Which lines in the entries below contain the string "wheel"? Copy each of those lines in full.

Collected data:

..........

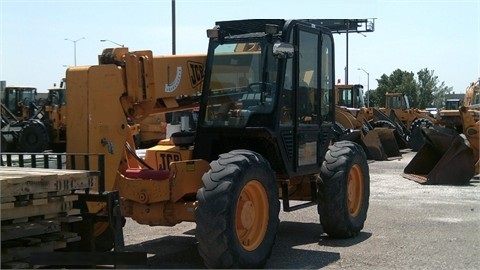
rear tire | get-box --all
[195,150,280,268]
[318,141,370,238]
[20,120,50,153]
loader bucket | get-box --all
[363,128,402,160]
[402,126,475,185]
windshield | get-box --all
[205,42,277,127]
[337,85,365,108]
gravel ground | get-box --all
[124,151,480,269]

..........

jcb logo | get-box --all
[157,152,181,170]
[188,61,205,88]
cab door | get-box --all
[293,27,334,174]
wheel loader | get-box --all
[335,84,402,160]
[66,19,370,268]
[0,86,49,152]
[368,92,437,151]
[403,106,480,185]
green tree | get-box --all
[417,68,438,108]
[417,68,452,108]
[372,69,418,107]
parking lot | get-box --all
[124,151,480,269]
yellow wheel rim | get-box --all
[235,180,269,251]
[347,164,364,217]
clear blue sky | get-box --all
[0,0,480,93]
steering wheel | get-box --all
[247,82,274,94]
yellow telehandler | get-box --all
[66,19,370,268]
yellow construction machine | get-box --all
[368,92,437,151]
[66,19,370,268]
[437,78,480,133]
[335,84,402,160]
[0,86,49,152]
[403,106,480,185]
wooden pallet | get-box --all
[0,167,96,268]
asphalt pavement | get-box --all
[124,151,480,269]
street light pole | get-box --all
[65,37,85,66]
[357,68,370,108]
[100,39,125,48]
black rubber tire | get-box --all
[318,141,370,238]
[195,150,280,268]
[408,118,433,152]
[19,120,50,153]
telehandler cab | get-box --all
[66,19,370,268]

..........

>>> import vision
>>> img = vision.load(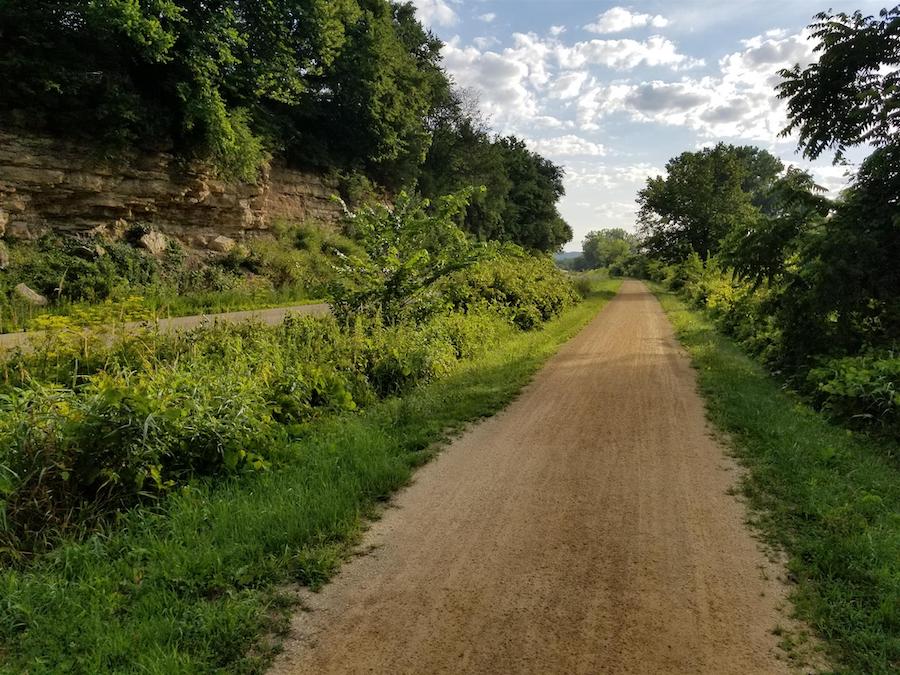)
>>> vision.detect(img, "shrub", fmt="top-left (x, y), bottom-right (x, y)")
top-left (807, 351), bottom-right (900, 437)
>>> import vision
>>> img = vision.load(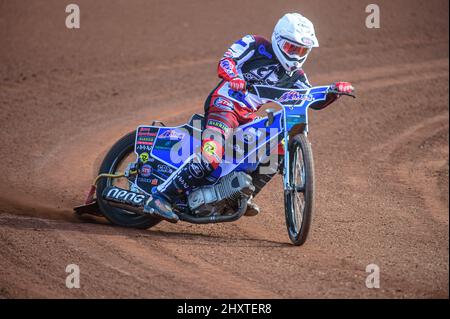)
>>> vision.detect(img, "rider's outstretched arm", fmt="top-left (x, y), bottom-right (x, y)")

..........

TASK SOLUTION:
wheel loader | get-box --all
yellow wheel rim | get-box --all
steering wheel | get-box --all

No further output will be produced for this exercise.